Document excerpt:
● ● ● ●

Current:Home > News4 Baton Rouge officers charged in connection with "brave cave" scandal -Momentum Wealth Path
4 Baton Rouge officers charged in connection with "brave cave" scandal
PredictIQ View
Date:2025-04-09 07:21:56
The scandal-plagued Baton Rouge Police Department has arrested four of its own officers, including a deputy chief, and charged them with trying to cover up excessive force during a strip search inside a department bathroom, the police chief announced Friday.
Corp. Douglas Chustz, Deputy Chief Troy Lawrence, Sr., Corp. Todd Thomas, and Sgt. Jesse Barcelona were arrested on multiple charges, including malfeasance, theft, and obstruction, according to CBS affiliate WAFB.
The department is under intensifying scrutiny as the FBI opened a civil rights investigation last week into allegations that officers assaulted detainees in an obscure warehouse known as the "brave cave." The officers who were arrested were part of the same since-disbanded street crimes unit that ran the warehouse.
"Lets be crystal clear, there is no room for misconduct or unethical behavior in our department," Chief Murphy Paul said at a news conference Friday. "No one is above the law."
Numerous lawsuits allege that the Street Crimes Unit of the Baton Rouge Police Department abused drug suspects at a recently shuttered narcotics processing center. The FBI said experienced prosecutors and agents are "reviewing allegations that members of the department may have abused their authority."
The findings announced Friday stemmed from one of several administrative and criminal inquiries surrounding the street crimes unit. In one case under FBI scrutiny, a man says he was taken to the warehouse and beaten so severely he needed hospital care before being booked into jail.
In another, a federal lawsuit filed by Ternell Brown, a grandmother, alleges that police officers conducted an unlawful strip-search on her.
The lawsuit alleges that officers pulled over Brown while she was driving with her husband near her Baton Rouge neighborhood in a black Dodge Charger in June. Police officers ordered the couple out of the car and searched the vehicle, finding pills in a container, court documents said. Brown said the pills were prescription and she was in "lawful possession" of the medication. Police officers became suspicious when they found she was carrying two different types of prescription pills in one container, the complaint said.
Officers then, without Brown's consent or a warrant, the complaint states, took her to the unit's "Brave Cave." The Street Crimes Unit used the warehouse as its "home base," the lawsuit alleged, to conduct unlawful strip searches.
Police held Brown for two hours, the lawsuit reads, during which she was told to strip, and after an invasive search, "she was released from the facility without being charged with a crime."
"What occurred to Mrs. Brown is unconscionable and should never happen in America," her attorney, Ryan Keith Thompson, said in a statement to CBS News.
Paul said Friday's finding are from an attempted strip search in September 2020, when two officers from the unit allegedly hit a suspect and shocked him with their stun guns. The episode was captured by body-worn cameras that the officers didn't know were turned on.
They later tried to "get rid of" the video after a supervisor determined the officers had used excessive force. Paul said the officers were directed to get rid of the camera so that the "evidence could not be downloaded." The bodycam footage was not made public.

● ● ● ●

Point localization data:

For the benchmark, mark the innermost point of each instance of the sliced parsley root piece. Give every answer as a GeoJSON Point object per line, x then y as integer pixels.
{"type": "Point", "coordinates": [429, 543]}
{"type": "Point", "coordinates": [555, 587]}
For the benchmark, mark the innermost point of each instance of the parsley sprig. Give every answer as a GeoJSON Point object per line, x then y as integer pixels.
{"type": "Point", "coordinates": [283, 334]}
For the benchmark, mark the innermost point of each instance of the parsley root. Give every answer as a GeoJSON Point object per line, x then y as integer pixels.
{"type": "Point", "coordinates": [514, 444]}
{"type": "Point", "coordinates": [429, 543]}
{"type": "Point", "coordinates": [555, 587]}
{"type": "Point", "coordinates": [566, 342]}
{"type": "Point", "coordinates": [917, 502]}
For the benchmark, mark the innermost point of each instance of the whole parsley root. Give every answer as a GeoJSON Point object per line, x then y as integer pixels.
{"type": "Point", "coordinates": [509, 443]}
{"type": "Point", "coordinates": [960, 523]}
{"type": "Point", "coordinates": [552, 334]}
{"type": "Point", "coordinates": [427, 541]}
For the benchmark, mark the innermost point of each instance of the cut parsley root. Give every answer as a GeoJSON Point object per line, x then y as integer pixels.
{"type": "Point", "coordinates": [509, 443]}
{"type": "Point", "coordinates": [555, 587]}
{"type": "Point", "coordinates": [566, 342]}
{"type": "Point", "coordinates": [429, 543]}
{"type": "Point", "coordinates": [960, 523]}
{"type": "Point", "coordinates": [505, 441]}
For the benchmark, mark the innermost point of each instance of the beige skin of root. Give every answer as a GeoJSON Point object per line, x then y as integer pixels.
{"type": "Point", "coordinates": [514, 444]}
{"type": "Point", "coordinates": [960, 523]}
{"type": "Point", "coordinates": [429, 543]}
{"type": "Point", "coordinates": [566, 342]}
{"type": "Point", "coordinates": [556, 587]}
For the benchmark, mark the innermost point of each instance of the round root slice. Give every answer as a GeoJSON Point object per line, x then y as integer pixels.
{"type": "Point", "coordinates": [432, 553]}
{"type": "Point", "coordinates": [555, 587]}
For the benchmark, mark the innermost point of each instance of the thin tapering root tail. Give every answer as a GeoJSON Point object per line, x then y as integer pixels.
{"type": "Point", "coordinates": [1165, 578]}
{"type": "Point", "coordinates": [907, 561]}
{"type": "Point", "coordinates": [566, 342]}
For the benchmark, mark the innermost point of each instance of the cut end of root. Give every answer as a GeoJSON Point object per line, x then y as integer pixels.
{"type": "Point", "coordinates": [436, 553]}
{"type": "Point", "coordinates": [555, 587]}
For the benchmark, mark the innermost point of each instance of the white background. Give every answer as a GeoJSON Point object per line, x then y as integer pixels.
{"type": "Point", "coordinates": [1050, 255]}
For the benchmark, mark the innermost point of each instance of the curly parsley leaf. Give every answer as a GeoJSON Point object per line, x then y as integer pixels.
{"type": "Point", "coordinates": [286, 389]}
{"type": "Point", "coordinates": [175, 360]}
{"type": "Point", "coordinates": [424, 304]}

● ● ● ●

Required work:
Answer these questions about the article on the Baton Rouge officers, one per line:
1. What rank does Troy Lawrence, Sr. hold?
2. How long was Ternell Brown held, according to her lawsuit?
3. In what month and year did the attempted strip search behind Friday's findings take place?

Exercise result:
1. Deputy chief
2. Two hours
3. September 2020